* [Exercise] Copy the data word for word, from its beginning through the line that contains "column 516, row 755".

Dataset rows
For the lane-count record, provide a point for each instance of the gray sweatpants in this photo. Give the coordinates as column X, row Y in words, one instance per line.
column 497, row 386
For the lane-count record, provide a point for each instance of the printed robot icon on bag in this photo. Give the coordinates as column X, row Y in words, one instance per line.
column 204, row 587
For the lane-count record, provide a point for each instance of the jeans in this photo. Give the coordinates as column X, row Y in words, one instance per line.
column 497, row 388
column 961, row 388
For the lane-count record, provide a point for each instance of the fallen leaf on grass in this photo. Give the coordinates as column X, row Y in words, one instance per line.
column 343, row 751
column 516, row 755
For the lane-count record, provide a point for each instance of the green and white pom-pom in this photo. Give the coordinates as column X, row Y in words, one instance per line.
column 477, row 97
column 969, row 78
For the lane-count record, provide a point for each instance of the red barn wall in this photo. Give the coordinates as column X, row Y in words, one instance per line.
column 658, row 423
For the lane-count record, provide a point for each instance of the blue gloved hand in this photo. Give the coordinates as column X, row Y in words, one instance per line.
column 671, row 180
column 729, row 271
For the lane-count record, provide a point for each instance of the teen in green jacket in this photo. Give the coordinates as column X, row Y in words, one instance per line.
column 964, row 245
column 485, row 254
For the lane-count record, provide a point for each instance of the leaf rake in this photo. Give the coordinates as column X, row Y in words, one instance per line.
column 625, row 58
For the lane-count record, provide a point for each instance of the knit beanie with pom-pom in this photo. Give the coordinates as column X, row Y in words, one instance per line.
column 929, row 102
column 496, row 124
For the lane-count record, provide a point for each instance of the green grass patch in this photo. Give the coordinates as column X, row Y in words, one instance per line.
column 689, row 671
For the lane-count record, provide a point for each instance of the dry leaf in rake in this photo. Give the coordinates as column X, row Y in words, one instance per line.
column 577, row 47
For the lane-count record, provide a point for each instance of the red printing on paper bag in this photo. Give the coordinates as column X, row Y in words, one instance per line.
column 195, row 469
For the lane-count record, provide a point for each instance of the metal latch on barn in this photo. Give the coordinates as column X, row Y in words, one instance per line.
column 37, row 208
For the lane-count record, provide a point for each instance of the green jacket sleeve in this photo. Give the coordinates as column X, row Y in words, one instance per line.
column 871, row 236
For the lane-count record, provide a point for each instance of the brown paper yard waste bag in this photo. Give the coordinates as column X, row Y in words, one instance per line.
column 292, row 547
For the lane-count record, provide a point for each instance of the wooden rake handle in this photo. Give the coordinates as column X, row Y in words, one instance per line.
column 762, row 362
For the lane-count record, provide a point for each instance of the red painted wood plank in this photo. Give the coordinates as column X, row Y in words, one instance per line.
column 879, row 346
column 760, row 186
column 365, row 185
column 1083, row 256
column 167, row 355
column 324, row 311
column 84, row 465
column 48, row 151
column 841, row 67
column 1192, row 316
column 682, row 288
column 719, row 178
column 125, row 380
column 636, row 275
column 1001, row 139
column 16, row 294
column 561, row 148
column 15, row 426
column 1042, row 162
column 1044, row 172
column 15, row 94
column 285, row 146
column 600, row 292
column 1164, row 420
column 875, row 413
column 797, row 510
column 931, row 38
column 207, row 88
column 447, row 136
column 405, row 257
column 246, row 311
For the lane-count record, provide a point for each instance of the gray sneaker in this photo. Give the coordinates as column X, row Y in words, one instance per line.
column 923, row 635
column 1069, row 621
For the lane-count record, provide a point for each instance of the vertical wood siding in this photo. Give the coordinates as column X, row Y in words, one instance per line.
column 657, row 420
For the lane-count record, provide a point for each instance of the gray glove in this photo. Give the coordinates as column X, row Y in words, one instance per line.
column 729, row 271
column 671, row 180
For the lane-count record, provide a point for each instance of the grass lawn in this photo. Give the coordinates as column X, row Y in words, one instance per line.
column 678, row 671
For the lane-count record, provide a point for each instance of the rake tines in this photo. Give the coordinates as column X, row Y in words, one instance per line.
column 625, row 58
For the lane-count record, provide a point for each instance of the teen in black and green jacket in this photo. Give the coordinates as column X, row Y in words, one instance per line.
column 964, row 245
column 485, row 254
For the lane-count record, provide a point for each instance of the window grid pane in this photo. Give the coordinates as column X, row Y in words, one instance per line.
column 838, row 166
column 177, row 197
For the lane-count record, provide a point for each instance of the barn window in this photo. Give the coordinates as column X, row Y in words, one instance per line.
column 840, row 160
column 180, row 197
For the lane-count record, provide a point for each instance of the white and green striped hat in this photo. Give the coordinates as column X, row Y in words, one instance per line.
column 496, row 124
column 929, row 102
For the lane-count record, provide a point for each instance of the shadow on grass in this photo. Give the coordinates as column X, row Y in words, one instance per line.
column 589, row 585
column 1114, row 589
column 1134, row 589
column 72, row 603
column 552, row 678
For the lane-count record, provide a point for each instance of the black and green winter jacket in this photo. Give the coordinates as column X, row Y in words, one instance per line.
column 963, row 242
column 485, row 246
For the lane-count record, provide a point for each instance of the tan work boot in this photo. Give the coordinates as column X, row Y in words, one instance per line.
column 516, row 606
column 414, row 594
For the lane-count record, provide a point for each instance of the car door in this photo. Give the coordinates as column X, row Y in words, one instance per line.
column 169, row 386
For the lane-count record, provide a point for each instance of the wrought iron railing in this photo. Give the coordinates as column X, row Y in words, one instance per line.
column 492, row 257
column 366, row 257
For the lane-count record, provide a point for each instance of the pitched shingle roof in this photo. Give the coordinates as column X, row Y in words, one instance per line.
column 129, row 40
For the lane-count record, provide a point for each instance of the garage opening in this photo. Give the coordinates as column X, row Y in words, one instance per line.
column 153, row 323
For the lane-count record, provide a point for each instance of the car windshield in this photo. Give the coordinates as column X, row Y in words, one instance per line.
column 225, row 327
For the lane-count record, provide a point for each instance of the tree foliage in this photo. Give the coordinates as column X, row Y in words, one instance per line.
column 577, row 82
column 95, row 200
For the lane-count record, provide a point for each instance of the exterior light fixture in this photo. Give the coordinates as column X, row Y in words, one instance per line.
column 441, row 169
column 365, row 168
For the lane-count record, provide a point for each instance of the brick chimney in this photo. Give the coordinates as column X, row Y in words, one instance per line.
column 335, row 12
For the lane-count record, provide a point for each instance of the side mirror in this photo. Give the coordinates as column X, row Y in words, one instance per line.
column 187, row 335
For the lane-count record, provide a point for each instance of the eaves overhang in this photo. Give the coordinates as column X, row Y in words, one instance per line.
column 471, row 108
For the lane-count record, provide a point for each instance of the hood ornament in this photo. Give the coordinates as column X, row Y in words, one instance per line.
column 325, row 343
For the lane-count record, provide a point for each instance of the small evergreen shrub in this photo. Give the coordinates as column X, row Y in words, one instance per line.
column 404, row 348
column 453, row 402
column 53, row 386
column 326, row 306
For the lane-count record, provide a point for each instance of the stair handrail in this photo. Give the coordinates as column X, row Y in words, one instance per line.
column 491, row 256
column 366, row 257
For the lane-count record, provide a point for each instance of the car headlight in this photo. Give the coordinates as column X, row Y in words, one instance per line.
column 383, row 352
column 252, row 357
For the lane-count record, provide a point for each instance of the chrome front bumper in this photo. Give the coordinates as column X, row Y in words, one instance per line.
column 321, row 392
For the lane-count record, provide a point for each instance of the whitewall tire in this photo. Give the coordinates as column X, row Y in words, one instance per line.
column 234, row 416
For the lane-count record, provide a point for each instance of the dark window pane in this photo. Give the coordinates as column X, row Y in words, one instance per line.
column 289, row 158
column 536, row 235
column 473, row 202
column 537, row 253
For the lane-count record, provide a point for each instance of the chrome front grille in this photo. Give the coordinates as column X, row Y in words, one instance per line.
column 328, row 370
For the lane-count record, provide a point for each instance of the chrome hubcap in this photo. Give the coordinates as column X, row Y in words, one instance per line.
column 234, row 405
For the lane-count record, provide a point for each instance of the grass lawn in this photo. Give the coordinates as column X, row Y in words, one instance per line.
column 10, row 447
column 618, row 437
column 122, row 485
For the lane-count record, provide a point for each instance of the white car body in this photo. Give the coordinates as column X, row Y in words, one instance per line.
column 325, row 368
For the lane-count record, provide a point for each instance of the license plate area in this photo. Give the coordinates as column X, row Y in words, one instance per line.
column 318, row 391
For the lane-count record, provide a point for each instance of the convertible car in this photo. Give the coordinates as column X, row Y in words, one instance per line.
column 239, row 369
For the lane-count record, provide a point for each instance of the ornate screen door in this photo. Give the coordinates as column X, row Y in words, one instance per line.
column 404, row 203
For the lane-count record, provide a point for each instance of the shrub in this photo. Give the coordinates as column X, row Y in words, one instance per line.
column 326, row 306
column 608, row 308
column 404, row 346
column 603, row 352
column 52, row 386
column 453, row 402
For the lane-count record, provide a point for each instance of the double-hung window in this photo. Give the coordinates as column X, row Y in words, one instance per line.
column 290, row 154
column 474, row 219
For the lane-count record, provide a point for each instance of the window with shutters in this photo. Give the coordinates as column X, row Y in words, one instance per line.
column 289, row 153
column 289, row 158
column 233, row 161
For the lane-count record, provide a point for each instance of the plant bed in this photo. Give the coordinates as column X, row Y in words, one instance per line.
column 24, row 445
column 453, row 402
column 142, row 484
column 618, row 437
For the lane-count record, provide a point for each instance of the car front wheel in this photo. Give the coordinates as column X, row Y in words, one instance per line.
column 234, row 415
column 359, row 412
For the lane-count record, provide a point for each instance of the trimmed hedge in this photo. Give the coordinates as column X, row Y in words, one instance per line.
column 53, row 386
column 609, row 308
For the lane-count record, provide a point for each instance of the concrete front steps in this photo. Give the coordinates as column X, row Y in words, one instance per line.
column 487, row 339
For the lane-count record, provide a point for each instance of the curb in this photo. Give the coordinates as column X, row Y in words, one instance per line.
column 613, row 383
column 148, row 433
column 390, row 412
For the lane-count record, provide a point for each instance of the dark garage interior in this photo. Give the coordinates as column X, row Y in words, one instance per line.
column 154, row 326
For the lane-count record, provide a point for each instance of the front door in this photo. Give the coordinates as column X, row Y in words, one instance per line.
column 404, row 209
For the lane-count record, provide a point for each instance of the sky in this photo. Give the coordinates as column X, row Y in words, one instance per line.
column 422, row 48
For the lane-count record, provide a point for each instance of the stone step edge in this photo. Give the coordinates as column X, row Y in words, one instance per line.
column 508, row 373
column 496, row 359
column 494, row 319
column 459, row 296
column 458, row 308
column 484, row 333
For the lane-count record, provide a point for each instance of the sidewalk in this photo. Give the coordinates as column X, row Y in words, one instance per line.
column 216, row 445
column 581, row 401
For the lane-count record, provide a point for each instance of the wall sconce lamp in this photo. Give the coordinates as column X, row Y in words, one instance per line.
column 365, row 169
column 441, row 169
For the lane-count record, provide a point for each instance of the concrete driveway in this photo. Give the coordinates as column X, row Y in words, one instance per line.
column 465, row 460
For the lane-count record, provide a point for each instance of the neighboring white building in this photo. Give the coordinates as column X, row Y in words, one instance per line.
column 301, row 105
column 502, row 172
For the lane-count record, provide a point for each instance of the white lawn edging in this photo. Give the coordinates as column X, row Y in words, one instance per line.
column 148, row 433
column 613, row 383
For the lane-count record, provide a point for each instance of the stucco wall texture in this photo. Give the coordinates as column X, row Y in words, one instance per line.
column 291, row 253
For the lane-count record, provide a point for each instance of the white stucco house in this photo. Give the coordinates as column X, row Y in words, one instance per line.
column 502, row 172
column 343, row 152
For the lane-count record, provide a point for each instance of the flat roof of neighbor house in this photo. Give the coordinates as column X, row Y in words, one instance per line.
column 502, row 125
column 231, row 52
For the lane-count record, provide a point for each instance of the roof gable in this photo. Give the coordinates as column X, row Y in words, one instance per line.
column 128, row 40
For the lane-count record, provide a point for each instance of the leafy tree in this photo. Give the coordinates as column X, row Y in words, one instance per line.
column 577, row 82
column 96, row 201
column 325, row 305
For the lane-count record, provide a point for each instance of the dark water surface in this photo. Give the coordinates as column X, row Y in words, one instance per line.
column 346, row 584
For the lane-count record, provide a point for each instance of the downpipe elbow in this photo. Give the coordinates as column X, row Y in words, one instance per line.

* [Exercise solution]
For the lane-count record, provide a point for each instance of the gray sweatpants in this photo. Give the coordinates as column X, row Y in words, one instance per line.
column 497, row 386
For the lane-count record, provide a point for each instance of the printed robot icon on bag in this photo. Give the coordinates as column X, row Y in words, one instance per line.
column 204, row 587
For the lane-count record, provide a point for each instance of the jeans in this photo. Give the coordinates as column X, row Y in words, one instance per line.
column 497, row 388
column 961, row 388
For the lane-count record, provide a point for each instance of the fallen leaf on grass in this photo. Give the coordinates as column X, row Y in words, one instance per line.
column 343, row 751
column 516, row 755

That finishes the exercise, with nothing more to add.